_What is required_
Tally the lines below that contain the string "bamboo", with case counting, and reply with the number alone.

_Rows_

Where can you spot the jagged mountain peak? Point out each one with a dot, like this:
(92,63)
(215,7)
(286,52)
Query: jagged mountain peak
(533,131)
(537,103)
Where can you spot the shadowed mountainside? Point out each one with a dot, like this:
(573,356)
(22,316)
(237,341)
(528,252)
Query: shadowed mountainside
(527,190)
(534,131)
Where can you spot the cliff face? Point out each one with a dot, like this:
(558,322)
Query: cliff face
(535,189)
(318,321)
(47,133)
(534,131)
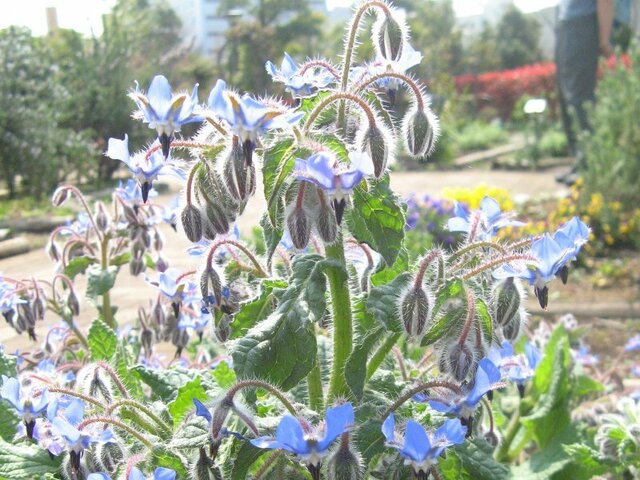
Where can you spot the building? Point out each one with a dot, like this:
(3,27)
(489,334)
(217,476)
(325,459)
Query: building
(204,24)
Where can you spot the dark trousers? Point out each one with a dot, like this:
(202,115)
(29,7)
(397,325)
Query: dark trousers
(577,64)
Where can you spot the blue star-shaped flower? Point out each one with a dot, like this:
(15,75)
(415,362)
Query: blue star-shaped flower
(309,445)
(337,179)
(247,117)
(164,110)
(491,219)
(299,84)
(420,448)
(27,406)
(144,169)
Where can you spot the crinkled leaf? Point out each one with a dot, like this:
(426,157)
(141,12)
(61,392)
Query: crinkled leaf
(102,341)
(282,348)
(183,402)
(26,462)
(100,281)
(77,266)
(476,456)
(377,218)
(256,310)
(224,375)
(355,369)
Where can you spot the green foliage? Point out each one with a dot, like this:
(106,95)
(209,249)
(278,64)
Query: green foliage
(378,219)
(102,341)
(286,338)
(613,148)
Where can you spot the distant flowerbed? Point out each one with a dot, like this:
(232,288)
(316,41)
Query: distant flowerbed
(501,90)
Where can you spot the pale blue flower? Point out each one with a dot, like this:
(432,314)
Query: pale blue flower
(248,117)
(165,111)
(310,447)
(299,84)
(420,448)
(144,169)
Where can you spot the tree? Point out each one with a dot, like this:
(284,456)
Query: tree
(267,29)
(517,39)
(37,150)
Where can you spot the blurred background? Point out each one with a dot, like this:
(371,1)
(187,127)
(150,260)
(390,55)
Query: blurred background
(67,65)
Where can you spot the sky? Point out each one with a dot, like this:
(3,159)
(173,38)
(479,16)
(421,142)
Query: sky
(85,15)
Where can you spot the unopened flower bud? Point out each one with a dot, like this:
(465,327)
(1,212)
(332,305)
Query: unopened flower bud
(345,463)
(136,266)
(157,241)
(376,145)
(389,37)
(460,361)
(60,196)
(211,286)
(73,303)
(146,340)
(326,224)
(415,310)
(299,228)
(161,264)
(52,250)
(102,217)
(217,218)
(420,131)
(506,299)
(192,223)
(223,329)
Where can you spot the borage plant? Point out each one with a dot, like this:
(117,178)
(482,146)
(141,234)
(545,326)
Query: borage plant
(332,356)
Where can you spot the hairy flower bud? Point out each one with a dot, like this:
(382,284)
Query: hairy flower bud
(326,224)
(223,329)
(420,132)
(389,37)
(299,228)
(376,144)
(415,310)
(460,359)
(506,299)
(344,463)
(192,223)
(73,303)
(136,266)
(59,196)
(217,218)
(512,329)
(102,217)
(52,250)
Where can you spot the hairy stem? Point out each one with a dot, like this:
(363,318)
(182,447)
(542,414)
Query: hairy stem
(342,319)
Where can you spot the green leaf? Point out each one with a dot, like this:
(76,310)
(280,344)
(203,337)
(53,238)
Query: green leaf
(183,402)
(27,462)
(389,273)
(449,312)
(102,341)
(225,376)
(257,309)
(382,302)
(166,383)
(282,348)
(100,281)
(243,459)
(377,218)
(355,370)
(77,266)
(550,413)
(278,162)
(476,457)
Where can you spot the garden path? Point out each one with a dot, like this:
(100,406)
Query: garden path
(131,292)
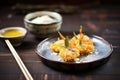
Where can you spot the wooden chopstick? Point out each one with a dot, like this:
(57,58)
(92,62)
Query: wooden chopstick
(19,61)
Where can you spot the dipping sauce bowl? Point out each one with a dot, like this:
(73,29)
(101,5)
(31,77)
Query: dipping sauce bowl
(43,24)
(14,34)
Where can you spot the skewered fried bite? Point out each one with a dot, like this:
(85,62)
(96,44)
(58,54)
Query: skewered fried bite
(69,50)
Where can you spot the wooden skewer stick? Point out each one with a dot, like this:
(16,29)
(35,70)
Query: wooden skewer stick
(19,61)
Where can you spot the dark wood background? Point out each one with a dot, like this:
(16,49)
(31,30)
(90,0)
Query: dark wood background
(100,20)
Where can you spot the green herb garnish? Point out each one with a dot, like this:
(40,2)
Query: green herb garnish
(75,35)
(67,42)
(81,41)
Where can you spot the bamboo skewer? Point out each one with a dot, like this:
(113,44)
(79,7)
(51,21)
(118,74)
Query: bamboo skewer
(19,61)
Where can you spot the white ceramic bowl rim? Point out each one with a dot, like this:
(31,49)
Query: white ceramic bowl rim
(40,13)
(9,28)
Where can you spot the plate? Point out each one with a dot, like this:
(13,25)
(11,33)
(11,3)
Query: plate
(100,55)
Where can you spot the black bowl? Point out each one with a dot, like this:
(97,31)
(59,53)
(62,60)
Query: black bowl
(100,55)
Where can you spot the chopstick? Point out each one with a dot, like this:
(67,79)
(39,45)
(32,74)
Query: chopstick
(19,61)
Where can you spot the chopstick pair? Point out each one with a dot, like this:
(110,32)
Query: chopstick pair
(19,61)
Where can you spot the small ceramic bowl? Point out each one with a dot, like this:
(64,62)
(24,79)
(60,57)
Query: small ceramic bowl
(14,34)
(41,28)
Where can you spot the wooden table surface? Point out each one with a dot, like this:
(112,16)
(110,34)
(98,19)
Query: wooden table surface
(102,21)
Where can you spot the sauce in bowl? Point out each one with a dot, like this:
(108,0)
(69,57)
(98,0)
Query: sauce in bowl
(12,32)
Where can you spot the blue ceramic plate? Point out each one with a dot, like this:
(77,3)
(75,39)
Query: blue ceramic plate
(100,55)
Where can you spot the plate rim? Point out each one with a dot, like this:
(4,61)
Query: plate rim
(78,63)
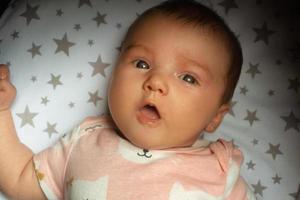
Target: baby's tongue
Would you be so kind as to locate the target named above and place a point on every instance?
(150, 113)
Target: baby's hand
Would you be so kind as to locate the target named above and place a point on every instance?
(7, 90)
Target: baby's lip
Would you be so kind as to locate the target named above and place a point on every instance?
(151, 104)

---

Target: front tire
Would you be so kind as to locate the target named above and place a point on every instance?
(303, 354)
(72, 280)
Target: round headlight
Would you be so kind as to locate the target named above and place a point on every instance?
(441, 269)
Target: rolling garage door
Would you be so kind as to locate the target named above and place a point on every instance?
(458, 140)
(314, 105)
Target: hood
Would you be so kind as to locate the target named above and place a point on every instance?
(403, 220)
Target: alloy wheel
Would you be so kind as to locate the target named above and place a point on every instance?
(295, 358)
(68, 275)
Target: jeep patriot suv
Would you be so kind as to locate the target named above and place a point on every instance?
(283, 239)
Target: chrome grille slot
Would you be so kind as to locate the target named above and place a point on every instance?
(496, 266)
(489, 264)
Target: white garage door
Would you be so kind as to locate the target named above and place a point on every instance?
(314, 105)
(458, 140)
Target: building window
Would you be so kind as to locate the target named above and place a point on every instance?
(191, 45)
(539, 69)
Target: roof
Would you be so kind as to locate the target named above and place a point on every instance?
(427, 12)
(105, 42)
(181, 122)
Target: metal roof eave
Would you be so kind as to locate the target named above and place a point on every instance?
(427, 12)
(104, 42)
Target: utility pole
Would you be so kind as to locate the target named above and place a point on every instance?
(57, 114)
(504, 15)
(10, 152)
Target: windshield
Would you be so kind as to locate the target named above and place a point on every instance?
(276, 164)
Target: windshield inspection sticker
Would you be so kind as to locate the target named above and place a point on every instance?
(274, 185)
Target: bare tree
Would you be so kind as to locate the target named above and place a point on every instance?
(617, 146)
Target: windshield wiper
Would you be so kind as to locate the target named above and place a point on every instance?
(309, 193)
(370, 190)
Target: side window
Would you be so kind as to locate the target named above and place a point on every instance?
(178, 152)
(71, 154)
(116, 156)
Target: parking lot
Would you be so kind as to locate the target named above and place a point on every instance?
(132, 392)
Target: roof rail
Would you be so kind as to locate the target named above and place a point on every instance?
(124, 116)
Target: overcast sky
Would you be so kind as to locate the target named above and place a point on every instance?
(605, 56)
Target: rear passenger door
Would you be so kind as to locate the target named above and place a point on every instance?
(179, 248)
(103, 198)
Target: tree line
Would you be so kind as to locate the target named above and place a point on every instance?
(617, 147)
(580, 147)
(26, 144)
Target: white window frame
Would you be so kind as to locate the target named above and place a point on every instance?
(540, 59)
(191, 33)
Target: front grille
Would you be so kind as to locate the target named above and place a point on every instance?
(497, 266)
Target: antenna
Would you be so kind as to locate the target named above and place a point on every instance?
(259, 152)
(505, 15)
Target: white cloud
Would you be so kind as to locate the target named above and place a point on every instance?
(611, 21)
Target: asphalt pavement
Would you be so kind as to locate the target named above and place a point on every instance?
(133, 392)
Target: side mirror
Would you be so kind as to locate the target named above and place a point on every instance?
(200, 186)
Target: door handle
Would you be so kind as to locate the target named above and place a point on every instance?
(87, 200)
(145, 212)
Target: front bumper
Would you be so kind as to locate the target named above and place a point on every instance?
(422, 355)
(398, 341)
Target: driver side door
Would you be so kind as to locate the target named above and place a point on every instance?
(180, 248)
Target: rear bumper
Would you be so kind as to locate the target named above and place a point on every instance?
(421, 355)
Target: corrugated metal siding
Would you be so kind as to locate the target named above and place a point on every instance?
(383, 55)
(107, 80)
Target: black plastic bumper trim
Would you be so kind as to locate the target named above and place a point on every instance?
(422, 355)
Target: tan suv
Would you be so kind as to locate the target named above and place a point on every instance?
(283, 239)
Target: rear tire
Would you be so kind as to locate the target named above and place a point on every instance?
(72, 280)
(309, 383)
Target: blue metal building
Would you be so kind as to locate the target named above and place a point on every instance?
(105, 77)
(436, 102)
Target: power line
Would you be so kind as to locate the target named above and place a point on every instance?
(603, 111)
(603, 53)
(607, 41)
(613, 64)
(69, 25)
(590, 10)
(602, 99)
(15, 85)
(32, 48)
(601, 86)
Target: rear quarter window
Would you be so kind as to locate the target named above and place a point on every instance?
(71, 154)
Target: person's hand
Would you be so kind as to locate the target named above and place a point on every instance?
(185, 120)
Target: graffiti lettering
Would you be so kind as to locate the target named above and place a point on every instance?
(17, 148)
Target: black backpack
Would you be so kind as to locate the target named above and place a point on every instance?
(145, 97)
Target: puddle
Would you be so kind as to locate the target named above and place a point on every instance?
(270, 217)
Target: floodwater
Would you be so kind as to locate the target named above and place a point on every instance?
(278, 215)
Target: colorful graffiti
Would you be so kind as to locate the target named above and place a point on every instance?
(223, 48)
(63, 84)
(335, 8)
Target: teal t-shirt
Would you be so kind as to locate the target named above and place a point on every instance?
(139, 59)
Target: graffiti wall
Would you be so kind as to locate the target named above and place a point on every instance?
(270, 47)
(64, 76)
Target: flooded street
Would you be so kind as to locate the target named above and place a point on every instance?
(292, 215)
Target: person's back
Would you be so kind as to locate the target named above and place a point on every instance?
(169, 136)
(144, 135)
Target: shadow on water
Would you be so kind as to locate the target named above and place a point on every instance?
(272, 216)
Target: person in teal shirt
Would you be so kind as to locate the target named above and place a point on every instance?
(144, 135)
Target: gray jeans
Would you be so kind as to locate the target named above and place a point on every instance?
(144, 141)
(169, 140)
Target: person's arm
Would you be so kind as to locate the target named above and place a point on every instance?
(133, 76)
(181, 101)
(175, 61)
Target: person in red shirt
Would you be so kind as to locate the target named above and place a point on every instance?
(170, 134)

_Task answer_
2